> **Consigna 1**: Enumera todas las citas entre comillas que aparecen en el fragmento sobre Castellani, cada una con la fuente que se le atribuye.
> **Consigna 2**: Según el fragmento sobre Castellani, ¿por qué se alza hoy la copa de la literatura en su honor? Responde en una a tres oraciones.
> **Consigna 3**: En el fragmento sobre Castellani, ¿con qué semilla se compara a quienes fueron "semillas de fruto rebosante"?

> **Fragmento del texto**:
Y porque todo ello combatió Castellani, “con pie de plomo y corazón de pluma” (Marechal), en su honor alzamos hoy la copa de la literatura, y reímos la dicha de los viejos tiempos, y pronto lloraremos en su nostalgia. Porque ya no hay perros guardianes en Argentina, antes bien nuestra pobre tierra ha sido poblada de lobos rapaces. El rebaño ha sido  rodeado, y se ha cernido sobre nuestro cielo la tormenta: “el sol se oscurecerá, y la luna no dará más su fulgor, los astros caerán del cielo, y las potencias de los cielos serán conmovidas” (San Mateo, 24, 29).
        
En el temor y temblor de esta verdadera edad oscura, alzamos nuestra lámpara sobre el celemín, con la luz prestada  de nuestro maestro de la tierra y nuestro Maestro del Cielo. El nacimiento de aquel festejamos hoy, y presto festejaremos el  de Éste, porque “enteros en su posibilidad” (Marechal) fueron semillas de fruto rebosante, “como el grano de mostaza, el  cual, cuando es sembrado en tierra, es la menor de todas las semillas de la tierra. Con todo, una vez sembrado, sube y se hace mayor que todas las hortalizas, y echa grandes ramas, de modo que los pájaros del cielo pueden anidar bajo su sombra” (San Marcos, 4, 31-32). La primavera de sus magisterios aún despunta en cosechas de celestial algarabía en cada oveja que  vuelve al aprisco bajo el llamado sesudo y constante de los pastores fieles a aquel Buen Pastor, al cual representan en su  sacerdocio.

> **Extracto de datos**:
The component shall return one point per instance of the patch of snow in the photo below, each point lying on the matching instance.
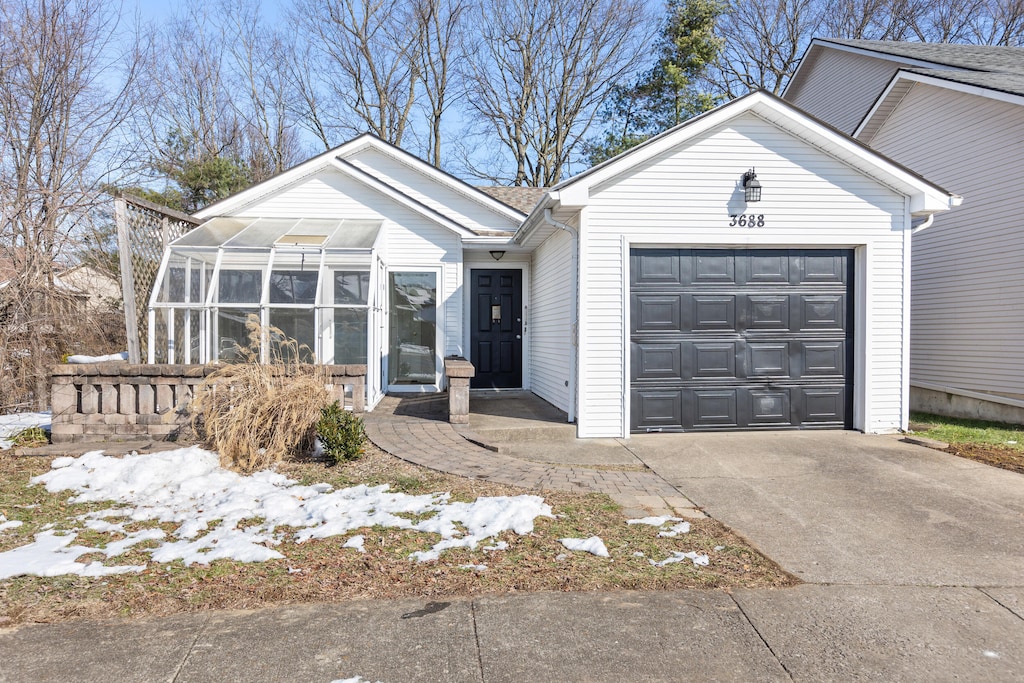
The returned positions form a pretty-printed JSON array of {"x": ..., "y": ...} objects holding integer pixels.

> **Respuesta 1**:
- "con pie de plomo y corazón de pluma" (Marechal)
- "el sol se oscurecerá, y la luna no dará más su fulgor, los astros caerán del cielo, y las potencias de los cielos serán conmovidas" (San Mateo, 24, 29)
- "enteros en su posibilidad" (Marechal)
- "como el grano de mostaza, el cual, cuando es sembrado en tierra, es la menor de todas las semillas de la tierra. Con todo, una vez sembrado, sube y se hace mayor que todas las hortalizas, y echa grandes ramas, de modo que los pájaros del cielo pueden anidar bajo su sombra" (San Marcos, 4, 31-32)

> **Respuesta 2**: Se alza la copa en su honor porque Castellani combatió todo ello "con pie de plomo y corazón de pluma", según las palabras de Marechal.

> **Respuesta 3**: Con el grano de mostaza.